* Begin Document excerpt *

Tuesday, October 23, 2018

Canada's Kabuki Climate Policy

"Kabuki theatre" has become a synonym for political posturing and, when it comes to federal and provincial politics and climate change, it's pure Kabuki theatre all round.

Andrew Scheer has a magical climate change policy that's so obscure even he can't explain it. It's apparently based on bringing manufacturing back to Canada where it can all be done much more cleanly than it is now. They don't call him Chuckles for nothing.

Jagmeet Singh has some climate change ideas but, hey, it's Jagmeet Singh and the NDP so no one's really listening.

Then there's Justin, who is loosening his tie, rolling up his sleeves, and preparing to unleash carbon taxation on Canada. That too is mainly political posturing. Why? Because it's a token tax, a minuscule fraction of the taxes necessary to make a meaningful impact. A little smidgen. And certain big emitters are being exempted. (You must do those sleight-of-hand things if you really need to pretend bitumen trafficking is a profitable enterprise.)

Is Justin's heart even in this? I don't think so. If it was, why would Trudeau be making Andrew Scheer's argument for him?

* End Document excerpt *

Do this. Write the next part of the blog post on Canada's climate policy, starting after its final sentence.

* Begin Data supplied *

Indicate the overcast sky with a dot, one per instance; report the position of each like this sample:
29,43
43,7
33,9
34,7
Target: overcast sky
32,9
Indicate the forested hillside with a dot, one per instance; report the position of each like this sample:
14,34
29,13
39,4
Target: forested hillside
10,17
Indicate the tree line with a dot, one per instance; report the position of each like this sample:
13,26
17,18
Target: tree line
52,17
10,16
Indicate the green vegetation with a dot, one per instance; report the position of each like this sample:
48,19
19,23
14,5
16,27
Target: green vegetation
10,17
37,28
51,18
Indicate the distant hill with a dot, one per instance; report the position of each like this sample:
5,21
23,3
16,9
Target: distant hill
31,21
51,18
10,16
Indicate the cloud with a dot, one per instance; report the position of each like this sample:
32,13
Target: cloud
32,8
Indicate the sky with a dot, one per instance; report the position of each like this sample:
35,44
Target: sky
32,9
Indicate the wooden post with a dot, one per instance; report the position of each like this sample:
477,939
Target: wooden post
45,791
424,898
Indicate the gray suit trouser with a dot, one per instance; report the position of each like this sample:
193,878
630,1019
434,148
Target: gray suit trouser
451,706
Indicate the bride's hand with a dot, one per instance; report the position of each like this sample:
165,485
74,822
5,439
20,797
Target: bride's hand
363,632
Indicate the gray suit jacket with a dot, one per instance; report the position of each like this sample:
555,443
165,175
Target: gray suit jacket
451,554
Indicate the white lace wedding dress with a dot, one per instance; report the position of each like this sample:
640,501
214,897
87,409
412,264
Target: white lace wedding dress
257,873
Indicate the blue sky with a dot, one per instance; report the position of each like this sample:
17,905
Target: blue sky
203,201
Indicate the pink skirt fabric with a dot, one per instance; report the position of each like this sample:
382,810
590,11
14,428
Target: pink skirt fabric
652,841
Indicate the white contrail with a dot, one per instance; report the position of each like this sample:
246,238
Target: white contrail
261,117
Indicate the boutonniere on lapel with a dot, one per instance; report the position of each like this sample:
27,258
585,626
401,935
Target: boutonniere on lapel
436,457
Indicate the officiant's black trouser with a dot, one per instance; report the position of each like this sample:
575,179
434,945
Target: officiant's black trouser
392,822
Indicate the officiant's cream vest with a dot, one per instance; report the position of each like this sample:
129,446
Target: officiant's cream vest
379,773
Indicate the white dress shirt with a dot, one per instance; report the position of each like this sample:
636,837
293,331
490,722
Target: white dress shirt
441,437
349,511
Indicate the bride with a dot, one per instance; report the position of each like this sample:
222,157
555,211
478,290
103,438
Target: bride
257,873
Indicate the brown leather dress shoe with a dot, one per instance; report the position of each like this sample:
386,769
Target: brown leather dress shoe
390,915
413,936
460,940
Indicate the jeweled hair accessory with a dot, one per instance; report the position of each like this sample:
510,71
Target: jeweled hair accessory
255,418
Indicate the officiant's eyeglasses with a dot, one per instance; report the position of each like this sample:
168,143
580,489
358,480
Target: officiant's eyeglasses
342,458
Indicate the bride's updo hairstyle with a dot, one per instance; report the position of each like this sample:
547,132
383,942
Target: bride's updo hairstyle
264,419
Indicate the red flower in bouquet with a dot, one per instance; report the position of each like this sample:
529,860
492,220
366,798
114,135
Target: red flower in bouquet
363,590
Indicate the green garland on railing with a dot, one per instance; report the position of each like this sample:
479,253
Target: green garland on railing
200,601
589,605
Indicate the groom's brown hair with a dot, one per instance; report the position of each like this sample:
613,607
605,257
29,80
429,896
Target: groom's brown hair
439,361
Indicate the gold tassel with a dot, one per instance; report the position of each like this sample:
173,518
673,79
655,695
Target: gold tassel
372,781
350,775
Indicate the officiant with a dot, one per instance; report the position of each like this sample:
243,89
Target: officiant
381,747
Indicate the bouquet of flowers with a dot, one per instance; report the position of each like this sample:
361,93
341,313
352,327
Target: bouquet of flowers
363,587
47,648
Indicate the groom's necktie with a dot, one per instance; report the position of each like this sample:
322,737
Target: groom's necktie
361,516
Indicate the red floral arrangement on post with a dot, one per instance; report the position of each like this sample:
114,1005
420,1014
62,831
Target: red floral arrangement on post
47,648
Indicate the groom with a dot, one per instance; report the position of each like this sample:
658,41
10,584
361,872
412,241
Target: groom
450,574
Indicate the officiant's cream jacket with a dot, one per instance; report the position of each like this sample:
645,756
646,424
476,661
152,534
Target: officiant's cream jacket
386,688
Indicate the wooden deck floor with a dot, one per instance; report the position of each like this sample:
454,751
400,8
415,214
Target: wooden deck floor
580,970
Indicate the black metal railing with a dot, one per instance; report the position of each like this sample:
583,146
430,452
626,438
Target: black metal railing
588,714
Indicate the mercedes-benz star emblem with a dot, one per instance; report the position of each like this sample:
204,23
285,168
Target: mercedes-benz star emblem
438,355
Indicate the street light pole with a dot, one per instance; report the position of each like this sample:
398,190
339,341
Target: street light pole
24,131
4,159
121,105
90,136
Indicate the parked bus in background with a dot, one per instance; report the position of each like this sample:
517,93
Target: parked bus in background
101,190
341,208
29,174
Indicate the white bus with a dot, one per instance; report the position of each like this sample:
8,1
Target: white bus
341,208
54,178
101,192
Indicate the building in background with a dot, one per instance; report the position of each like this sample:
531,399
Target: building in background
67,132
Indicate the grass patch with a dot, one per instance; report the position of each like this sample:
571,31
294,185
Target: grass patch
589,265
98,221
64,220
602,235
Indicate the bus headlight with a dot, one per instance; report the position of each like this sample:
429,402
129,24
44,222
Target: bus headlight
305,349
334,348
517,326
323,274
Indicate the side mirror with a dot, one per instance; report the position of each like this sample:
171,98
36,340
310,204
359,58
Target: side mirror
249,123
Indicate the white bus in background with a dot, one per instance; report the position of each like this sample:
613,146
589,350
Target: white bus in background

* End Data supplied *

Answer to this exercise.
One of the pet arguments of climate denialists, Fossil Fuelers, and conservatives alike is that it's nonsense. Canada doesn't matter. We're too small to make a difference. Nobody will even notice.
Trudeau has been grilled by the NDP for failing to raise emissions targets previously set by the Conservative government under Stephen Harper. The prime minister told the studio audience in Montreal that bumping targets would make a negligible difference. 
"Even if Canada stopped everything tomorrow, and the other countries didn't have any solutions, it wouldn't make a big difference," he said in French. Trudeau contrasted the Liberals against the Conservatives, suggesting a price on pollution is better than offering no ideas on the environment.
It wouldn't make a difference even if we stopped burning fossil fuels tomorrow. Andrew Scheer should send an honorary CPC membership for that one.

The problem with Trudeau's admission, other than it plays straight into the hands of his Conservative challengers and the fossil energy giants, is that it is the type of sophistry that invites other nations to play.

Sure, we're just 0.5% of the global population. But what Trudeau's backpeddling argument omits is that our meagre half percent produces 1.6% of global greenhouse gas emissions. We are pigs at the carbon trough and when Trudeau says who cares, we're justifying every other nation saying "me too."

It's not that Trudeau misspoke. I found this very same argument alive and well on Environment Canada's web site last week. I had trouble grasping how a Liberal environment ministry would perpetuate this supremely Harper-esque argument but there it was on my computer screen. Same, same.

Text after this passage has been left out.